◆ PASSAGE
────────────────────
Under Section 83 of the unamended Act, the state government constitutes tribunals for the determination of any dispute, question or other matter relating to a waqf or waqf property, eviction of a tenant or determination of rights and obligations of the lessor and the lessee of such property, under this Act

The tribunal shall consist of:

(a) One person, who shall be a member of the State Judicial Service holding a rank not below that of a District, Sessions or Civil Judge, Class I, who shall be the chairman;

(b)  One person, who shall be an officer from the State Civil Services equivalent in rank to that of the Additional District Magistrate, a member;

(c) One person knowing Muslim law and jurisprudence, a member; and the appointment of every such person shall be made either by name or by designation.

The objection, if any by any person, would seriously undermine the rule of law since what is being actually done is doubting the integrity of a sitting in service sessions judge and it is well known that no such appointment of the sessions judge can be done without the approval of the chief justice of the respective states.
────────────────────
◆ STATED PROBLEM 1
Could you quote the records word for word, starting at the first line of the records and ending at the line that contains "[(61, 62), (115, 49)]", with the pictures left out?
The passage on waqf tribunals has no connection to the records that come after it.

Image point annotation records
────────────────────
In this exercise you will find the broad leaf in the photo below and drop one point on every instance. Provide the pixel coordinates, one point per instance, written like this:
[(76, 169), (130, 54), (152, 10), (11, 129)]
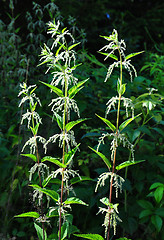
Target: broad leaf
[(74, 45), (74, 200), (103, 157), (54, 89), (70, 125), (126, 122), (75, 89), (32, 156), (158, 194), (132, 55), (39, 231), (109, 55), (109, 124), (69, 156), (29, 214), (82, 178), (90, 236), (51, 193), (59, 120), (127, 164), (53, 160)]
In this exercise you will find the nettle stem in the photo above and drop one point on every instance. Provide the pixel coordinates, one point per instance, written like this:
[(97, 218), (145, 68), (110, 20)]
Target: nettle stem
[(64, 132), (117, 132), (39, 174)]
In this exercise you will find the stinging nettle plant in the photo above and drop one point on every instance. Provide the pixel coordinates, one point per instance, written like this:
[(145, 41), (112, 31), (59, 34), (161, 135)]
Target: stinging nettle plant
[(61, 62), (115, 49)]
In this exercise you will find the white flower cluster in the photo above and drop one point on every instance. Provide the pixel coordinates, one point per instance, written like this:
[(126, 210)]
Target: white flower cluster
[(32, 143), (29, 115), (42, 168), (58, 104), (67, 137), (116, 180), (111, 217)]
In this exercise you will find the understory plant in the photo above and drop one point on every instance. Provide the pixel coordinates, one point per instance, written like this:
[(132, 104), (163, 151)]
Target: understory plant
[(52, 184), (61, 62), (123, 107)]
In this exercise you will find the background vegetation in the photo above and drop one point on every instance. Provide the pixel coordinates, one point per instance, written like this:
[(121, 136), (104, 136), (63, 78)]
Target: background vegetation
[(22, 32)]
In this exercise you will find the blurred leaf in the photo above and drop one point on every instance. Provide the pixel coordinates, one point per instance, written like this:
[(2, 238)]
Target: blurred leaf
[(157, 222), (109, 124)]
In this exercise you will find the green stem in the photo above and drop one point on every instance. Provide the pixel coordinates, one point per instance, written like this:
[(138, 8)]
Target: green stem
[(62, 182), (114, 159)]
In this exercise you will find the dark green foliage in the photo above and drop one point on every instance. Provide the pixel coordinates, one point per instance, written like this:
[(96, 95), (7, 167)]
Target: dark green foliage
[(22, 33)]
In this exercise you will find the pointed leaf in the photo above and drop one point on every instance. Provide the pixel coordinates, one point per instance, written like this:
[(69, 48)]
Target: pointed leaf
[(75, 89), (53, 160), (74, 200), (54, 89), (155, 185), (51, 193), (69, 156), (132, 55), (39, 231), (90, 236), (59, 120), (126, 122), (32, 156), (70, 125), (29, 214), (127, 164), (158, 194), (109, 55), (82, 178), (74, 45), (109, 124), (103, 157)]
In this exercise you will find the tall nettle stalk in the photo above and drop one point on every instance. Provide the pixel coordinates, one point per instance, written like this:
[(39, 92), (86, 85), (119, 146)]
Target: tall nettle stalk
[(117, 135), (61, 62)]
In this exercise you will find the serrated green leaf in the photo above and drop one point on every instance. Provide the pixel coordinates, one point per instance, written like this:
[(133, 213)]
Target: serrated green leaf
[(90, 236), (53, 160), (127, 164), (39, 231), (75, 89), (145, 204), (32, 156), (158, 194), (126, 122), (33, 90), (57, 52), (59, 120), (145, 213), (109, 55), (155, 185), (109, 124), (74, 45), (74, 200), (157, 222), (103, 157), (64, 230), (132, 55), (29, 214), (82, 178), (51, 193), (54, 89), (70, 125), (68, 157)]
────────────────────
◆ STATED PROBLEM 2
How would you continue the passage on waqf tribunals from where it stops?

◆ TASK ANSWER 1
In this exercise you will find the broad leaf in the photo below and drop one point on every instance. Provide the pixel coordinates, one point per instance, written like this:
[(76, 169), (130, 54), (152, 10), (11, 129)]
Target: broad leaf
[(74, 45), (74, 200), (103, 157), (54, 89), (70, 125), (126, 122), (75, 89), (32, 156), (158, 194), (132, 55), (39, 231), (109, 55), (109, 124), (69, 156), (29, 214), (82, 178), (90, 236), (51, 193), (59, 120), (127, 164), (53, 160)]
In this exercise you will find the nettle stem in the photo above and drop one point on every instance. Provide the pixel coordinates, one point per instance, written like this:
[(97, 218), (145, 68), (110, 20)]
Target: nettle stem
[(64, 132), (117, 132), (39, 174)]
In this exercise you will find the stinging nettle plant in the photo above and drop one point on every instance. Provide the pixel coordinates, one point per instance, written like this:
[(145, 41), (112, 31), (59, 34), (161, 135)]
Target: stinging nettle plant
[(61, 62), (115, 49)]

◆ TASK ANSWER 2
The powers of the Waqf Board to declare the property as waqf has to undergo a rigorous process of first doing a proper enquiry before declaring it as a waqf and then justifying it before the tribunal presided by the district judge which is then subject to revision by the high court and an SLP before the Supreme Court. It is a robust mechanism with very little chance of any injustice to any genuine claim being rejected.

Therefore, the fight against the amendments is the fight for the soul of India and its adherence to the constitutional principles and rule of law, non-discrimination and co-existence which are the foundations of a stable democratic country.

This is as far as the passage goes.